* _Written exercise_:
Output each entry that follows exactly. Images stay out.

(Excerpts of location labeling data)
begin

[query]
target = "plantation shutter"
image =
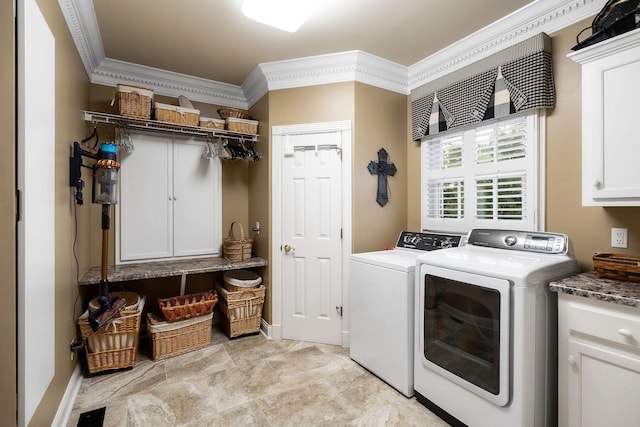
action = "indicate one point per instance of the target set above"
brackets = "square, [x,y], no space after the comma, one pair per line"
[483,177]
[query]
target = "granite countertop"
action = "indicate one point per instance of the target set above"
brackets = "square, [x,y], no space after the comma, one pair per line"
[589,285]
[157,269]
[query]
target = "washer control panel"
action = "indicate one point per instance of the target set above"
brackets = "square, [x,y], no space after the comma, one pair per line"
[530,241]
[428,241]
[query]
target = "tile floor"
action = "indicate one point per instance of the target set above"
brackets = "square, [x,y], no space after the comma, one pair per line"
[249,381]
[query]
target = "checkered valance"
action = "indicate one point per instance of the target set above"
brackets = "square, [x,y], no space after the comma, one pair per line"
[515,79]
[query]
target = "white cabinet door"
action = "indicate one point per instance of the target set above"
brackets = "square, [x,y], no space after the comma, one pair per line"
[145,220]
[603,386]
[610,148]
[170,200]
[196,201]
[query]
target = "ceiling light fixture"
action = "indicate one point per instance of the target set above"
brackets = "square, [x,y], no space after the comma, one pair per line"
[286,15]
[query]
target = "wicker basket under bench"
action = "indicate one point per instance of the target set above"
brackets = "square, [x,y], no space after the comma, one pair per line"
[115,344]
[242,310]
[170,339]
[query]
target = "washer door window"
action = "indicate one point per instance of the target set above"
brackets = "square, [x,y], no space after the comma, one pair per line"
[466,330]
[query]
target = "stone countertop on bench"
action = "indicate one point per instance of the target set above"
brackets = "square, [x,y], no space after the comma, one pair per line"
[170,268]
[589,285]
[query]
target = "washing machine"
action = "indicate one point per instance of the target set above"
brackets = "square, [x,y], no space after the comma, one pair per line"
[486,328]
[381,306]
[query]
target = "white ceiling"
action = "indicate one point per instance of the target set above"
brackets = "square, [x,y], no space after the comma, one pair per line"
[214,40]
[210,51]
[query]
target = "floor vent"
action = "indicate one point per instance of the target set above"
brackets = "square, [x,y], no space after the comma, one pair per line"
[93,418]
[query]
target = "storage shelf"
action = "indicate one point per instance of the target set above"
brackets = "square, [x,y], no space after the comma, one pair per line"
[165,127]
[170,268]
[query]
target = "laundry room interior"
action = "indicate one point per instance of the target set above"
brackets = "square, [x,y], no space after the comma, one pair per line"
[394,214]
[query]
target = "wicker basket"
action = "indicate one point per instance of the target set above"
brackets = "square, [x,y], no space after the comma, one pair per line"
[242,125]
[236,248]
[242,310]
[233,112]
[209,123]
[114,345]
[170,339]
[134,101]
[239,280]
[175,114]
[617,266]
[187,306]
[132,300]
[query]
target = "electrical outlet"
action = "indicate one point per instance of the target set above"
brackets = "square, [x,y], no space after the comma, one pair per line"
[619,238]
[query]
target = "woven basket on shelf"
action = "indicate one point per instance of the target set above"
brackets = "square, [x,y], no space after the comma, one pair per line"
[233,112]
[187,306]
[236,248]
[170,339]
[134,101]
[242,125]
[210,123]
[617,266]
[175,114]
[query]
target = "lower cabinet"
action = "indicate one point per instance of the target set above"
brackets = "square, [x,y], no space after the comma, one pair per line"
[598,363]
[170,200]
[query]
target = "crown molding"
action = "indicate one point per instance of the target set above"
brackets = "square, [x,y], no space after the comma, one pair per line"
[111,72]
[546,16]
[540,16]
[334,68]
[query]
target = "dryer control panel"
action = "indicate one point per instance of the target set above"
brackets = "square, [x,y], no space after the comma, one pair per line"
[530,241]
[428,241]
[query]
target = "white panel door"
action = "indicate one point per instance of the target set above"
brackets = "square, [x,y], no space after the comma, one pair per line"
[311,241]
[36,229]
[195,201]
[145,205]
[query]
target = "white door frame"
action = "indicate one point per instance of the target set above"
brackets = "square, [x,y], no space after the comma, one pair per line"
[277,134]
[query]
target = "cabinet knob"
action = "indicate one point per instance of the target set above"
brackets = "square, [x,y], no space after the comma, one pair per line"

end

* _Response to the exercise_:
[query]
target = "plantation shutter"
image =
action = "indicate one point per instance of the target set above"
brackets = "square, [x,y], no space after the comma, one pair per line"
[483,177]
[query]
target = "granite countertop"
action = "indicate one point per instance of the target set above"
brackets = "square, [x,y], no space after the comma, one pair per line"
[589,285]
[157,269]
[query]
target = "washer control panel"
action = "indicate one point per instance of the target set above"
brackets = "square, [x,y], no space after the comma, one pair per line"
[530,241]
[428,241]
[query]
target = "tile floor"
action = "indicate one point per instance of the target set above"
brackets = "square, [x,y], no space after the comma, one pair per line"
[249,381]
[query]
target = "checkered valance"
action = "indicate one point per instance of the target set above"
brackets = "square, [x,y], no space after the comma, one pair per line"
[515,79]
[query]
target = "white cabinet door"
action = "indicate one point per instance of the target set above"
brackets = "square, [x,y], no space after the comma, one pair per line"
[145,220]
[603,386]
[610,148]
[170,200]
[196,201]
[query]
target = "ceiling light fixture"
action = "indicate one point per instance of the target set above"
brackets = "square, [x,y], no space after the comma, one pair per line"
[286,15]
[query]
target = "wicker basket under bench"
action = "indicate one point per instance of the target set above"
brackets = "square, [x,y], no space after the comma, one pair per line"
[115,344]
[242,310]
[170,339]
[query]
target = "washer door window"
action = "indicate one point per instance of the target set above"
brackets = "square, [x,y], no space after the comma, one pair per line"
[466,330]
[query]
target = "stone countertop on bench"
action = "indicate one point per instance of the target set above"
brackets = "square, [x,y], no space after the comma, one pair per line"
[170,268]
[589,285]
[query]
target = "washing machine"
action = "indicate one point per instance of the target set above"
brackets = "square, [x,y], no space after the comma, one pair per line"
[486,328]
[381,306]
[query]
target = "white ceiling"
action = "indicate one point per instance of the target set above"
brackets = "square, [x,y], no space after the comma, one pair per line"
[214,40]
[210,51]
[query]
target = "floor vent"
action = "indicate one point per instance of the target set above"
brackets = "square, [x,y], no space after the comma, one pair per line"
[93,418]
[query]
target = "storage shelf"
action = "indicate one point per instance of the target set above"
brackets = "square, [x,y], no space after the comma, one pair per line"
[165,127]
[170,268]
[query]
target = "laundry room interior"
action = "indicate one point per instance of the target set above"
brackets = "square, [x,y], no space after the comma, one pair per line"
[394,214]
[query]
target = "wicker basket"
action = "indicate one point per instance of the target set above"
brackets = "square, [x,y], no space after the comma, one pair per line"
[242,125]
[236,248]
[242,310]
[233,112]
[209,123]
[114,345]
[170,339]
[134,101]
[239,280]
[175,114]
[617,266]
[187,306]
[132,300]
[query]
target = "electrical outlet"
action = "indicate one point per instance of the target set above"
brackets = "square, [x,y], no space after the comma, one pair per line"
[619,238]
[query]
target = "woven basket on shelf"
action = "indicate one point per instance of the target set above"
brackets = "square, [x,y], no space after the comma, one pair per line"
[233,112]
[187,306]
[236,248]
[170,339]
[134,101]
[242,125]
[210,123]
[617,266]
[175,114]
[query]
target = "lower cabinet"
action = "indicate one point per instance of the target set above"
brackets = "square, [x,y], no space after the comma, one pair per line"
[598,363]
[170,200]
[query]
target = "crown molding"
action = "indicate one point per instance of the target set above"
brackets = "square, [x,y], no space after the comma, one pair per line"
[111,72]
[546,16]
[540,16]
[334,68]
[query]
target = "dryer control panel"
action = "indicate one point per instance of the target set above"
brackets = "square, [x,y], no space after the comma, one pair per line"
[530,241]
[428,241]
[query]
target = "white panel door"
action = "indicate one point per instance of the target set above"
brackets = "square, [x,y], no space after the comma, one pair per line"
[311,241]
[36,229]
[195,201]
[145,205]
[query]
target = "white door frame"
action = "indicate one point per instance of the target set above"
brackets = "square, [x,y], no space after the comma, one pair per line"
[277,134]
[query]
target = "cabinet knob"
action = "indicate one point per instance of the target set above"
brackets = "square, [x,y], no space after the comma, one pair per line"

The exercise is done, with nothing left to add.